RECORDS TO USE:
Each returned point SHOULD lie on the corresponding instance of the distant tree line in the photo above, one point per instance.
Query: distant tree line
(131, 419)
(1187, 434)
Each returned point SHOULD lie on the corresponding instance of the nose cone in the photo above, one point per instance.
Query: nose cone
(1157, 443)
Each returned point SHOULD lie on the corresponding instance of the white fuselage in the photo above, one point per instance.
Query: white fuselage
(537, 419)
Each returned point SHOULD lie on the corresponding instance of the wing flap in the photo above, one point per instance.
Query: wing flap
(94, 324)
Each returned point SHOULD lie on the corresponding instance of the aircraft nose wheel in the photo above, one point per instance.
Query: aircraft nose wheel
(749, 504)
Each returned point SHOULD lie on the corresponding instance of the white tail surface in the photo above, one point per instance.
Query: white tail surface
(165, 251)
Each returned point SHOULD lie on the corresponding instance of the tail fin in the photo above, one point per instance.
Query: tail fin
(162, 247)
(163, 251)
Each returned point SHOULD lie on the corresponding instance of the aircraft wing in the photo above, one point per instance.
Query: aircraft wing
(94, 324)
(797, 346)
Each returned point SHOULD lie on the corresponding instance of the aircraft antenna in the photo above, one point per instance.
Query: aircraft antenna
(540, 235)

EXERCISE REQUIREMENTS:
Set every line of all the records above into a numbered list, omitting any blank lines.

EXERCISE ANSWER:
1. Each returned point SHOULD lie on the corresponding instance of the distant tree line in the photo above, one point per instance.
2. Query: distant tree line
3. (131, 419)
4. (1187, 434)
5. Each returned point SHOULD lie on the corresponding instance of the nose cone in the photo above, one point per instance.
6. Query: nose cone
7. (1157, 443)
8. Each returned point SHOULD lie on the corresponding instance of the white fuselage in the photo above, one point per instance.
9. Query: white fuselage
10. (537, 419)
11. Each returned point SHOULD lie on the corresponding instance of the wing flap in the photo above, one point per instance.
12. Query: wing flap
13. (94, 324)
14. Each returned point SHOULD lie on the corresponding instance of the aircraft nose wheel in the photo above, one point per instance.
15. Query: aircraft nose wheel
16. (749, 504)
17. Each returned point SHOULD lie on the corresponding instance of the white tail surface in the photo above, one point per instance.
18. Query: white tail surface
19. (165, 251)
20. Each returned point SHOULD lie on the corresponding instance of the tail fin in the photo above, one point per instance.
21. Query: tail fin
22. (162, 247)
23. (163, 251)
24. Each returned point SHOULD lie on the corresponding instance of the aircraft wing in the photo above, one point per instance.
25. Query: aircraft wing
26. (94, 324)
27. (797, 346)
28. Each returned point SHOULD lie on the corresponding instance of the aircraft antenna in the photo above, one point per instance.
29. Query: aircraft antenna
30. (540, 235)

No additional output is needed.